*** Data lines
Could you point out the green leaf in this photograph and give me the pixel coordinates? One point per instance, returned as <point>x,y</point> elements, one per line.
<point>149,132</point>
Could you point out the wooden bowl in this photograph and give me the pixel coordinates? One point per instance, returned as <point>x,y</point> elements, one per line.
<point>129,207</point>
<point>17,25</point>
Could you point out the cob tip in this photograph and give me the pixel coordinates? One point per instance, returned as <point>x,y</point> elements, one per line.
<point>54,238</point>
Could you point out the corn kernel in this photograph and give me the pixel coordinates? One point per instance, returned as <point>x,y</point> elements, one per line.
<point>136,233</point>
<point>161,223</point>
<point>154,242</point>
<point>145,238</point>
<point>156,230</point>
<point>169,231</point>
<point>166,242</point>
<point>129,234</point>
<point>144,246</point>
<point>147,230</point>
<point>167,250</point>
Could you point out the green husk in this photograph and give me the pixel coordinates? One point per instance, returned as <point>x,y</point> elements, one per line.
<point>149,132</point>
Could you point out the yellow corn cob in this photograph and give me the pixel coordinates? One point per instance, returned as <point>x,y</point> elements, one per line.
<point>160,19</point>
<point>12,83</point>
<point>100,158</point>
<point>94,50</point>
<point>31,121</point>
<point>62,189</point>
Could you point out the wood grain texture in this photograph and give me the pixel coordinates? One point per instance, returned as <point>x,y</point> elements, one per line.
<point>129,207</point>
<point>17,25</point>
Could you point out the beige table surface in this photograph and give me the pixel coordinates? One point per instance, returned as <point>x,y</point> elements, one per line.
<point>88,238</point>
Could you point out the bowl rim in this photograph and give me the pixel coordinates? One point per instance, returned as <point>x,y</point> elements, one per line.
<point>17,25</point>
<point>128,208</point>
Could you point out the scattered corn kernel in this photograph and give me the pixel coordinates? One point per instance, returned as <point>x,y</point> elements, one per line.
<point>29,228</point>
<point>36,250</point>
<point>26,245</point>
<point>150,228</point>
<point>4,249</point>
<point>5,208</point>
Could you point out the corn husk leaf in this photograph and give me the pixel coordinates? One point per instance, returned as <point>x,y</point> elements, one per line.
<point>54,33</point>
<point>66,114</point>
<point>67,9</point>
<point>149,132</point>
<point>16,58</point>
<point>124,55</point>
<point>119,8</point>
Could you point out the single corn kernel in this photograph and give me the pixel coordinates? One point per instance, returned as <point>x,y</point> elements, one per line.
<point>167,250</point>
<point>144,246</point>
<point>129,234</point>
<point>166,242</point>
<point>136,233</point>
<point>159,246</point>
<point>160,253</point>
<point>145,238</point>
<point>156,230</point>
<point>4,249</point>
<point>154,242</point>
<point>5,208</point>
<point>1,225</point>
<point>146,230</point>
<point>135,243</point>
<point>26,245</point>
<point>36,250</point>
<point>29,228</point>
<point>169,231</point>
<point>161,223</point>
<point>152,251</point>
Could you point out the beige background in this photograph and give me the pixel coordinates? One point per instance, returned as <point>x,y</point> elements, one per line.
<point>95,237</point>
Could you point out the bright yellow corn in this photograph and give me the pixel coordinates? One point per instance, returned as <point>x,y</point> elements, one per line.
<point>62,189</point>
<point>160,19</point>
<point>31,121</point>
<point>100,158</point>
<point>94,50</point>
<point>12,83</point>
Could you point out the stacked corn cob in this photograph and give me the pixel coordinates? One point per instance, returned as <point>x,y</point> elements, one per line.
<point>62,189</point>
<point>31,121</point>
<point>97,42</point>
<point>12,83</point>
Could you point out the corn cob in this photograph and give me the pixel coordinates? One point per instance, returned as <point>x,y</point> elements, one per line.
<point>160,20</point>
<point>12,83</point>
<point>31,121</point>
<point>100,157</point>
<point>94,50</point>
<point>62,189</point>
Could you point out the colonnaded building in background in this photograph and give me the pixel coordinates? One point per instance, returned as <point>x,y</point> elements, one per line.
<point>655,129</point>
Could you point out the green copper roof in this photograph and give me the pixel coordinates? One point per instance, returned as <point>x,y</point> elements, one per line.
******
-- Objective --
Copy the records above word for word, from the line containing "Could you point out the cob" up to and including the line containing "<point>54,238</point>".

-- Solution to this task --
Could you point out the cob tip in this photograph and give me the pixel coordinates? One point per instance, returned as <point>x,y</point> elements, one per line.
<point>54,238</point>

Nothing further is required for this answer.